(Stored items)
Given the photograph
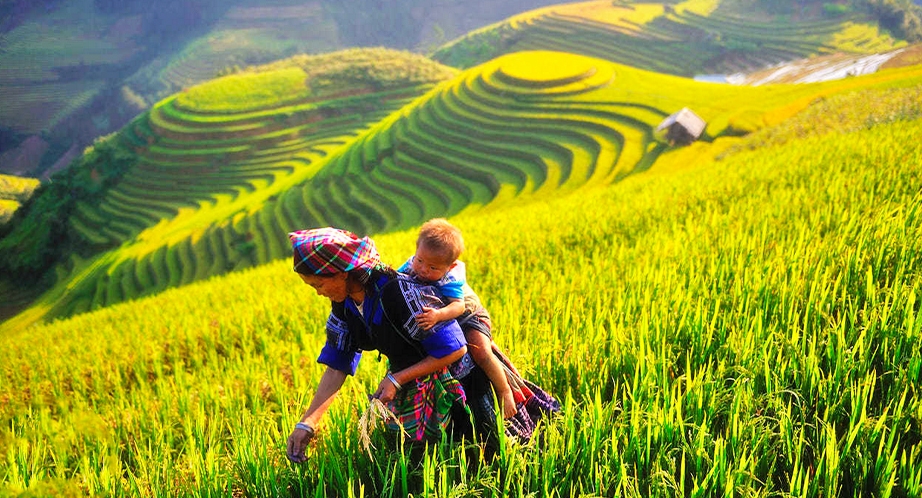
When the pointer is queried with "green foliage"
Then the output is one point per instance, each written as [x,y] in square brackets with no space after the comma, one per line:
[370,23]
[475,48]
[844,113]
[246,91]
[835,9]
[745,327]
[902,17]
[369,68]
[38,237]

--

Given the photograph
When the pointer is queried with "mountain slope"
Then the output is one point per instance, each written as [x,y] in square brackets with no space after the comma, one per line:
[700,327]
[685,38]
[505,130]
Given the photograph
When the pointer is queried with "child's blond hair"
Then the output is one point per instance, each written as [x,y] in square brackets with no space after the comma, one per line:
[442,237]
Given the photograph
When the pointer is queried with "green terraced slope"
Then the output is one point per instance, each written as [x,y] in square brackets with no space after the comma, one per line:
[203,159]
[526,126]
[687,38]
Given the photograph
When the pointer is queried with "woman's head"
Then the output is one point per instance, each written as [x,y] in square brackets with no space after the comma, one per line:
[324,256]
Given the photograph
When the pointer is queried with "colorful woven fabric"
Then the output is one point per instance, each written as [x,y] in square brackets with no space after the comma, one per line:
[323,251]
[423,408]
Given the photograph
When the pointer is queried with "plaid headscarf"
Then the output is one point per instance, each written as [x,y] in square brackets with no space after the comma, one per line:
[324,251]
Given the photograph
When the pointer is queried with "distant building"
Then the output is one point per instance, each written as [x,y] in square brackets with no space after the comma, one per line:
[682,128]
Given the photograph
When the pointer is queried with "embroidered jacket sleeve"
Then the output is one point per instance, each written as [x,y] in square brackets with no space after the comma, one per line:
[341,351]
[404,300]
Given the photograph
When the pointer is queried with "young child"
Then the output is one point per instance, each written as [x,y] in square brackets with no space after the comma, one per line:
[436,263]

...

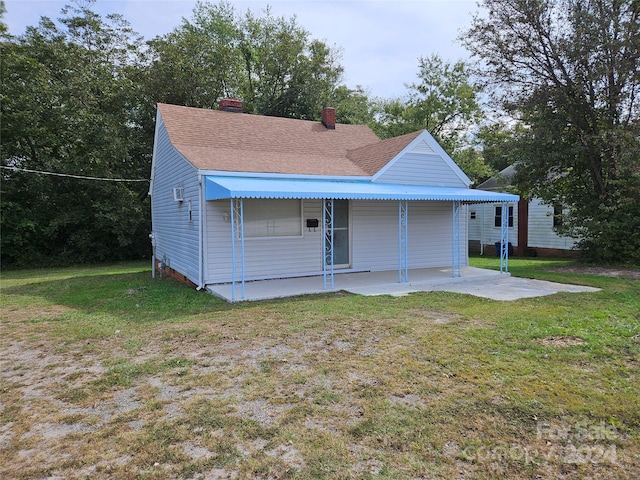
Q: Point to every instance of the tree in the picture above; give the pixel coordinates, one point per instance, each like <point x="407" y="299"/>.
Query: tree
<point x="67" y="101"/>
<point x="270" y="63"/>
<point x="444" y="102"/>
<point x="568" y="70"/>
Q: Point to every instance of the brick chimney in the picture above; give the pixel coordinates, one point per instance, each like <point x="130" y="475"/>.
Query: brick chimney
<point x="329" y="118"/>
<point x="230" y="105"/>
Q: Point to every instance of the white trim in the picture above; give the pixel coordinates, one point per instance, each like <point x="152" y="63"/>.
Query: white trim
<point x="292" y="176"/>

§ THE TASK:
Which lines of the listing contain the string "brick", with case counting? Report each of those lines in full.

§ COMPLETE ANSWER:
Q: Point to every instance of the brick chimney in the picture above; give the pixel coordinates, one point per instance, each like <point x="130" y="475"/>.
Query: brick chimney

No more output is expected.